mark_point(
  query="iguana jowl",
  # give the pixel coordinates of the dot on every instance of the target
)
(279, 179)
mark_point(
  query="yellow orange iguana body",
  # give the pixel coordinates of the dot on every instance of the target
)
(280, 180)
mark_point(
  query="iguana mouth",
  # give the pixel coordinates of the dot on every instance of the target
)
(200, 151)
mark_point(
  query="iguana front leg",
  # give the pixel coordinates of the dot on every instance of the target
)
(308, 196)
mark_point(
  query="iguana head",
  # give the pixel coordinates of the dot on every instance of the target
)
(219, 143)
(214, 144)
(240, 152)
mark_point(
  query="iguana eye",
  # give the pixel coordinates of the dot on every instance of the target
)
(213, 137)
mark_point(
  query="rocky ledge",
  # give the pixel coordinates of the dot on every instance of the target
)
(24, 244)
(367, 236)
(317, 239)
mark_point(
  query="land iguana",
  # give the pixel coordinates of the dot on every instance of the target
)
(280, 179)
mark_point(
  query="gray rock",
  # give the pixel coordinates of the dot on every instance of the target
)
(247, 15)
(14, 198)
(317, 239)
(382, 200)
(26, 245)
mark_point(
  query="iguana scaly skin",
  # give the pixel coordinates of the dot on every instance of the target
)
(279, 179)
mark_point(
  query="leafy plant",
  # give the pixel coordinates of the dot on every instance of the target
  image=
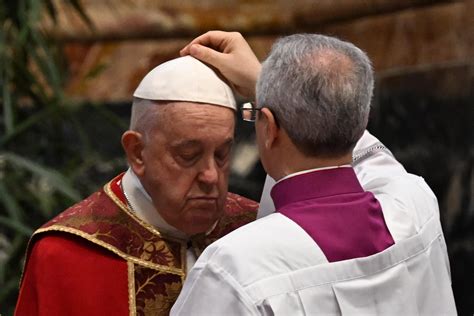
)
(48, 156)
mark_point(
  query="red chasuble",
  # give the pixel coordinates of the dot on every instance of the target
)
(99, 258)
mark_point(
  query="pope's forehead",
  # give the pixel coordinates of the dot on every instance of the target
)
(183, 107)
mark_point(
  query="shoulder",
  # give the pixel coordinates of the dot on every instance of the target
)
(64, 249)
(269, 246)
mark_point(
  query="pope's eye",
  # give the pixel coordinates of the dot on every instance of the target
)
(188, 156)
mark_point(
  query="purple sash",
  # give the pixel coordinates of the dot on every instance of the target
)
(331, 206)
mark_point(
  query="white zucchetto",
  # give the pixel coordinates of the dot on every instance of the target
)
(185, 79)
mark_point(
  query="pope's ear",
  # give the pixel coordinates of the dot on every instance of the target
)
(133, 144)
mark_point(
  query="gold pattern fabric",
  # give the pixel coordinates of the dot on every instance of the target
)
(156, 263)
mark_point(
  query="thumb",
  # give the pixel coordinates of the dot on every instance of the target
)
(206, 54)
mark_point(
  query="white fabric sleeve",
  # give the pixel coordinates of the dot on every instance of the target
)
(373, 164)
(210, 290)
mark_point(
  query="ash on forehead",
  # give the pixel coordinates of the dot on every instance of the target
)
(185, 79)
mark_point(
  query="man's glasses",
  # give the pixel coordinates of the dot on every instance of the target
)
(249, 112)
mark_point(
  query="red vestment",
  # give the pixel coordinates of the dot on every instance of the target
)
(99, 258)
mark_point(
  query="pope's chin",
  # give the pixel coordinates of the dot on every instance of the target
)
(201, 216)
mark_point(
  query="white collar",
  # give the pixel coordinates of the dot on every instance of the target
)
(141, 203)
(311, 170)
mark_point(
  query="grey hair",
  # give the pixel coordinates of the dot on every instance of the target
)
(319, 89)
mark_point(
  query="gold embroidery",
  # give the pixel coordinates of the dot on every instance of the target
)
(172, 270)
(131, 288)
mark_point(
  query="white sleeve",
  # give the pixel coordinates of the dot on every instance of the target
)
(210, 290)
(373, 164)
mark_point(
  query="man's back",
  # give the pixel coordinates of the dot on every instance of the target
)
(273, 266)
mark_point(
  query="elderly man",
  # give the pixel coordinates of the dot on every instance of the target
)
(126, 249)
(331, 247)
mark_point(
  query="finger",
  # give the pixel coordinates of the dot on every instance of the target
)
(206, 54)
(213, 39)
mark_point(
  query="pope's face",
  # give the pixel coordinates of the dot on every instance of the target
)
(186, 161)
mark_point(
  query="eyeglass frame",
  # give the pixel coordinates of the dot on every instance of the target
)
(249, 107)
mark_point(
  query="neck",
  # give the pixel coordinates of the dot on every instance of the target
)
(297, 162)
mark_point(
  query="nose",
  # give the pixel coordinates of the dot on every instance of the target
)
(209, 173)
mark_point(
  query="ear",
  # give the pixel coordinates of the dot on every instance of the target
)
(270, 127)
(133, 145)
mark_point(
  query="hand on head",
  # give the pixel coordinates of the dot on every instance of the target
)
(229, 53)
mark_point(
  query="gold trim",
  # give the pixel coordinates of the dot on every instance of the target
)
(131, 288)
(28, 245)
(127, 210)
(127, 257)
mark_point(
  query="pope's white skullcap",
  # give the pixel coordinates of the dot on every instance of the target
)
(185, 79)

### Short problem
Without including any pictures, output all the entries above exactly.

### Result
mark_point(
  query="iguana jowl",
  # give the pixel coordinates of the dot on every instance of the target
)
(279, 179)
mark_point(
  query="yellow orange iguana body",
  # give the pixel coordinates of the dot on every instance of the target
)
(280, 180)
mark_point(
  query="iguana mouth",
  # give the pixel coordinates of the dot on every instance of the target
)
(200, 151)
mark_point(
  query="iguana front leg",
  # give the pixel coordinates of the dot on every instance of the target
)
(308, 196)
mark_point(
  query="iguana head",
  # give the pixel coordinates of the dot on every instance of the target
)
(219, 143)
(214, 144)
(240, 152)
mark_point(
  query="iguana eye",
  # give the pixel coordinates of the dot on every instance of the target
)
(213, 137)
mark_point(
  query="rocky ledge",
  # give the pixel coordinates of the dot on every instance of the target
)
(24, 244)
(367, 236)
(317, 239)
mark_point(
  query="land iguana",
  # give the pixel coordinates of the dot on every instance of the target
)
(280, 179)
mark_point(
  query="gray rock",
  # give the pixel coordinates of the dot on every instance of the target
)
(247, 15)
(14, 198)
(317, 239)
(382, 200)
(26, 245)
mark_point(
  query="iguana scaly skin",
  # give the pixel coordinates of the dot on every instance of the target
)
(279, 179)
mark_point(
  query="leafy plant",
  # give the pixel coordinates of the dot on every instance of the target
  image=
)
(48, 156)
mark_point(
  query="red chasuble",
  # give the pixel coordinates of the dot on every instance of the target
)
(99, 258)
mark_point(
  query="pope's forehead",
  # give the pixel coordinates of the dot on every instance of the target
)
(183, 107)
mark_point(
  query="shoulder",
  # give the pixel coordinates of the dot on every instance of the target
)
(64, 249)
(269, 246)
mark_point(
  query="pope's eye",
  # give the pixel coordinates of the dot on every instance of the target
)
(188, 156)
mark_point(
  query="purple sash",
  # give the pixel coordinates of the dot on every instance of the target
)
(331, 206)
mark_point(
  query="white zucchetto",
  # give the pixel coordinates of the dot on every instance of the target
)
(185, 79)
mark_point(
  query="pope's ear",
  # give the pixel coordinates of the dot on every instance of the target
)
(133, 144)
mark_point(
  query="gold pattern fabric",
  # give the pixel coordinates of the dot on every instance of the target
)
(156, 263)
mark_point(
  query="thumb",
  # give the pixel coordinates of the dot on every instance of the target
)
(206, 54)
mark_point(
  query="white fabric sleeve",
  # give the pixel coordinates of the dot on every instance of the target
)
(373, 164)
(210, 290)
mark_point(
  query="ash on forehead",
  # give the pixel coordinates of the dot on every instance of the target
)
(185, 79)
mark_point(
  query="man's glasses",
  # give the pixel coordinates of the dot on every instance of the target
)
(249, 112)
mark_point(
  query="red vestment",
  # give the pixel coordinates of the dot on every instance of the target
)
(99, 258)
mark_point(
  query="pope's chin",
  # give the pixel coordinates of the dot on every instance of the target
)
(201, 216)
mark_point(
  query="white collar",
  # give the pixel coordinates of the dot on every instance of the target
)
(141, 203)
(311, 170)
mark_point(
  query="grey hair",
  # give the pixel coordinates of the dot on every instance of the target
)
(319, 89)
mark_point(
  query="gold embroidery",
  # give the pixel coordinates of the dot on every instance of the target
)
(172, 270)
(131, 288)
mark_point(
  query="white sleeve",
  # give the pixel coordinates of the dot on every instance of the target
)
(210, 290)
(373, 164)
mark_point(
  query="man's back",
  # give the pixel coordinates of the dot on every instance of the target
)
(273, 266)
mark_point(
  query="elderly man",
  # give the pixel coordinates of the dot on every instance of the target
)
(126, 249)
(331, 247)
mark_point(
  query="finger",
  # give the pixel coordinates of the dot on every instance of the target
)
(206, 54)
(213, 39)
mark_point(
  query="pope's face",
  # give the pixel coordinates of the dot on every instance of the target
)
(186, 161)
mark_point(
  query="eyeglass frame",
  # give the pixel coordinates of the dot on every instance of the target
)
(249, 107)
mark_point(
  query="neck",
  # give the pixel coordinates of the dot on every instance of the target
)
(297, 162)
mark_point(
  query="nose",
  # give the pixel coordinates of the dot on every instance of the target
)
(209, 173)
mark_point(
  query="ear",
  # give the pixel coordinates of the dot on every instance of the target
)
(270, 127)
(133, 145)
mark_point(
  query="hand on head",
  # give the pixel coordinates of the dot on every instance of the target
)
(229, 53)
mark_point(
  query="gold trim",
  # give the pixel coordinates of the dot on every instance of the target
)
(131, 288)
(28, 245)
(127, 210)
(127, 257)
mark_point(
  query="pope's white skullcap",
  # give the pixel coordinates of the dot on every instance of the target
)
(185, 79)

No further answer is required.